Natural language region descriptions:

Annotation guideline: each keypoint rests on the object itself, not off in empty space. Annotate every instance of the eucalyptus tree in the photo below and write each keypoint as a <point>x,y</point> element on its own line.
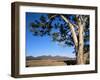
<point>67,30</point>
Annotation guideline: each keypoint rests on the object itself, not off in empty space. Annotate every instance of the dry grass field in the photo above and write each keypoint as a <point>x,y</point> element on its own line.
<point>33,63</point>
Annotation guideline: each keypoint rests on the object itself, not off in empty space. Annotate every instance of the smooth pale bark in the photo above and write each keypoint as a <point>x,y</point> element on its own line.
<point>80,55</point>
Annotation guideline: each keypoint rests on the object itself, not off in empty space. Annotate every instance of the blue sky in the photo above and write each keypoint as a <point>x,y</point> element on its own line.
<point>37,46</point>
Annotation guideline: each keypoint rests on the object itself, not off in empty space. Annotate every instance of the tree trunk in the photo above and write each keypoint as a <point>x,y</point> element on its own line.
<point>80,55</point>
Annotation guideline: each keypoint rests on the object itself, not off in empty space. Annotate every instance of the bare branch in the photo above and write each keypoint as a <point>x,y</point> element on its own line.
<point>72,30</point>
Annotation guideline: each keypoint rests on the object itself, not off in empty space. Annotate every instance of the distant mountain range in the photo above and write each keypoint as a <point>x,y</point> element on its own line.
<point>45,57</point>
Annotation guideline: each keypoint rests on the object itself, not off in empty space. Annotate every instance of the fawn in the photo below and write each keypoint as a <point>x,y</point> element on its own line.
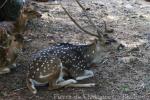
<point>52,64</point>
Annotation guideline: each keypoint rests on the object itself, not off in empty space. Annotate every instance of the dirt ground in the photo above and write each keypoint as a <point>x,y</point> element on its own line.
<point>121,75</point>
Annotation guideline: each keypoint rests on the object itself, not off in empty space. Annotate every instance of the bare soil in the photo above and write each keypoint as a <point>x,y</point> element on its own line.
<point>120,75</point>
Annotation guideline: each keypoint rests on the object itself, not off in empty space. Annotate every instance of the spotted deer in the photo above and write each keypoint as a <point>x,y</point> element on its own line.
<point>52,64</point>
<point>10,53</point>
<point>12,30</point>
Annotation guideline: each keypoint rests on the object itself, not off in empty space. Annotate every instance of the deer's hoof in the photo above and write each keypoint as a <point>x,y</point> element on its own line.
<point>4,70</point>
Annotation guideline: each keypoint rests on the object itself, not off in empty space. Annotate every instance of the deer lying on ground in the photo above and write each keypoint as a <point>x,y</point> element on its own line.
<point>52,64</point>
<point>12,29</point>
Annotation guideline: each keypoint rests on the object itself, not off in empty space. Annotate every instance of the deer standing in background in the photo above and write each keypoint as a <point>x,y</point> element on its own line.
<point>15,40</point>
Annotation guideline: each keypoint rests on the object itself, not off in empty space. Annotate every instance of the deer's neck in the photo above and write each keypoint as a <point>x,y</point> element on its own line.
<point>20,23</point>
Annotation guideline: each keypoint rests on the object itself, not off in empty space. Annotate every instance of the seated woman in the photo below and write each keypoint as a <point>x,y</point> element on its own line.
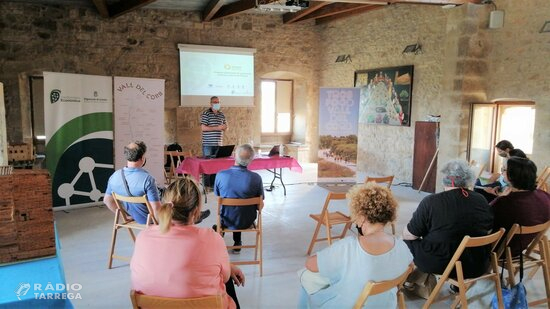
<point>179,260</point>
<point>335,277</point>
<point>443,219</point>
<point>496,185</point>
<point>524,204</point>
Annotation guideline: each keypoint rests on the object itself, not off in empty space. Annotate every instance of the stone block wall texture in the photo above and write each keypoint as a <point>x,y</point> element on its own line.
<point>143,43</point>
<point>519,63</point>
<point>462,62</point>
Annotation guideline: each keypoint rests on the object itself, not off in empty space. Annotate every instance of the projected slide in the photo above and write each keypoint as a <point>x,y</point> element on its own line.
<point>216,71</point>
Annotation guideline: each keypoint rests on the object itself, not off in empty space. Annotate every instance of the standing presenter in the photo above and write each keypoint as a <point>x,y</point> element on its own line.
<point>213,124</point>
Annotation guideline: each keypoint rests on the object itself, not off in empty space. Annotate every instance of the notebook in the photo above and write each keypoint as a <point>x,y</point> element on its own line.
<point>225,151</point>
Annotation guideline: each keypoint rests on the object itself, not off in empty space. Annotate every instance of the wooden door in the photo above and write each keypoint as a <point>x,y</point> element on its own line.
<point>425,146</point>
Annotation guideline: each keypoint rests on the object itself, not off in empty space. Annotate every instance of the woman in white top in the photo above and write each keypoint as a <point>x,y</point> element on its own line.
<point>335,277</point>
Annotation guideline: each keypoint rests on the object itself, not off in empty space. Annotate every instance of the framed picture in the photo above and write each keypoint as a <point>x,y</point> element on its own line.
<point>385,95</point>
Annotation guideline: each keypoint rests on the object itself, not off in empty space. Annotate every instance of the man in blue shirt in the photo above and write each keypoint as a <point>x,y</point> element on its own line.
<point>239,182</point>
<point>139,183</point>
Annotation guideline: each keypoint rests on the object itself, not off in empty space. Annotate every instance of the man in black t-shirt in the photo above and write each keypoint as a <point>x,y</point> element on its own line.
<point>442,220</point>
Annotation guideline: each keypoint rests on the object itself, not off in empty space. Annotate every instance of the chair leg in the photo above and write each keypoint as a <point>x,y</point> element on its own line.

EXERCISE DIRECTIONS:
Copy out all the data without changing anything, and drop the pictures.

REPLY:
Annotation guideline: each keypoint rests on the object itself, not off in empty space. Annotate every instance of the eucalyptus tree in the photo below and write each keypoint as a <point>x,y</point> element on its own line.
<point>67,30</point>
Annotation guideline: each keypoint rests on the object itself, not off in empty space. Annotate every instance of the dry grass field in the photo above and write each keypoint as a <point>x,y</point> element on its own line.
<point>33,63</point>
Annotation guideline: each keypoint rests on the object itself, not off in empty space. Annotate every instance of the smooth pale bark in the photo above and write each keypoint as a <point>x,y</point> element on its own line.
<point>80,55</point>
Annotation guideline: each keypoint rests on the object itself, not off in empty space. Annotate every instance of the blue sky in the photo above and write each keypoint as a <point>x,y</point> element on its own line.
<point>37,46</point>
Annotation guideline: each keypoint rests on the object itself, not off in empty space. Annotate every instance of the tree trunk in the photo above and write each keypoint as a <point>x,y</point> element on its own line.
<point>80,55</point>
Annotation guideline: each keypoint rests on the object itself, not off in empty space. Annotate every instance of the bare branch in the photo above and write each keypoint as a <point>x,y</point> element on its own line.
<point>72,30</point>
Annotation guideline: each keypoint rests on the object itself, not off in empty space. Annotate every instance of the distant mountain range in the photo above and write each keypoint as a <point>x,y</point> element on its own line.
<point>45,57</point>
Annotation guideline: each keypoint rests on the object itself, not off in empty space. Annotate every instance of the fawn in the photo below and write each keypoint as a <point>x,y</point> element on its own line.
<point>52,64</point>
Annotation guideline: each keypoint rests on the object itself, not off in empty space. Annotate every instance of the dirt ground in the photo above and write each keypoint as a <point>x,y</point> element on its own line.
<point>121,75</point>
Annotation guideline: each keypoint rests on the object itself, not off in empty space. Annotate every instance of the bare soil in the photo above and write each keypoint as a <point>x,y</point> element on its own line.
<point>120,75</point>
Annotation guideline: each keypoint rests on the object itself, not off in empty space. Annotate every instance of the spotted deer in the photo above and write each keypoint as a <point>x,y</point> element on its own line.
<point>52,64</point>
<point>10,53</point>
<point>12,30</point>
Annotation guideline: each keypoint rests on the object itself, not off in empty space. Annotate every instance of the deer's hoof in the photo above and write each keypoint as a <point>x,y</point> element on its own line.
<point>4,70</point>
Annotation guideline: each keypoint rests on the object itself, not off in empty space. Annotate every instance of the deer lying on ground in the photo above and write each keypoint as a <point>x,y</point> element on its own line.
<point>52,64</point>
<point>12,29</point>
Annotation guideline: each keypoint rests on the object itself, not off in empty space. Annotate every instance of the deer standing in background in the photo above and write each keypoint as a <point>x,y</point> element on its own line.
<point>15,40</point>
Annotation guideline: each keypoint rests on the object itself, not off in empty space. Annotate every instance of the deer's neck in the photo above and write each keypoint as a <point>x,y</point> element on its own line.
<point>20,23</point>
Annotation guideline: each keypoint rests on the object itself, not off in empty space. Annotate every instance of the seated woman in the photo below and write each keypoint as a <point>x,y</point> element on its own line.
<point>179,260</point>
<point>335,277</point>
<point>443,219</point>
<point>496,185</point>
<point>524,204</point>
Annotation guideline: each keypoint rests on the object itself, not off in empty space. Annotate every instance of the stone block wall texture in the photo above and write each keypoint as a <point>x,y</point> element on its own line.
<point>143,43</point>
<point>519,63</point>
<point>462,62</point>
Annotation guideline: each keypoint rests on the object itself, not off in empty space. Annotate every instance of the projected slide in the photo above and write each keypoint as a <point>x,y</point> element on its own line.
<point>216,71</point>
Annotation guideline: each keypoint rests on the object itself, not off in empty space. Annotate every instance of the standing presenter in the photo above and write each keypoint as a <point>x,y</point> element on its own line.
<point>213,124</point>
Annotation guideline: each keypoint rests on the object itself, not off in empty space. Annotate every instance of the notebook in the photo above and write each keypoint as a <point>x,y</point> element on its own line.
<point>225,151</point>
Annotation guideline: each keypoint rests on the object itself, not off in empty space. Annotate every instance of the wooden door in the photo above and write each keypoint as a <point>x,y</point> element on its own line.
<point>425,146</point>
Annotation guideline: each keypoint rests on the object itself, not off in empty space. Annotate every instance of the woman in white top in the photo above and write each keypoint as a <point>x,y</point> element on its own line.
<point>335,277</point>
Annotation guideline: each keypoint rests on the object itself, not off in empty space. Annotate every instance of the framed picture in the photo above and write each keypoint as a <point>x,y</point> element on its own line.
<point>385,95</point>
Annotation guideline: each keypoint rests on the object itself, not off in empty space. Annotate every instance of the man in blue shirt in the photo above and write each keypoint as a <point>x,y</point> element on its own line.
<point>239,182</point>
<point>139,183</point>
Annotation guideline: each keypoint rests on the object itself, not off in empty space. Annotate every instance of the man in black t-shirt in the photo above and write each keypoint as a <point>x,y</point> element on its own line.
<point>442,220</point>
Annotation guideline: each keypoint rests on the object itself, not off in empty space. Annotate every instance of the chair leg in the photo above and write each keypoint as a <point>x,y</point> element on its own line.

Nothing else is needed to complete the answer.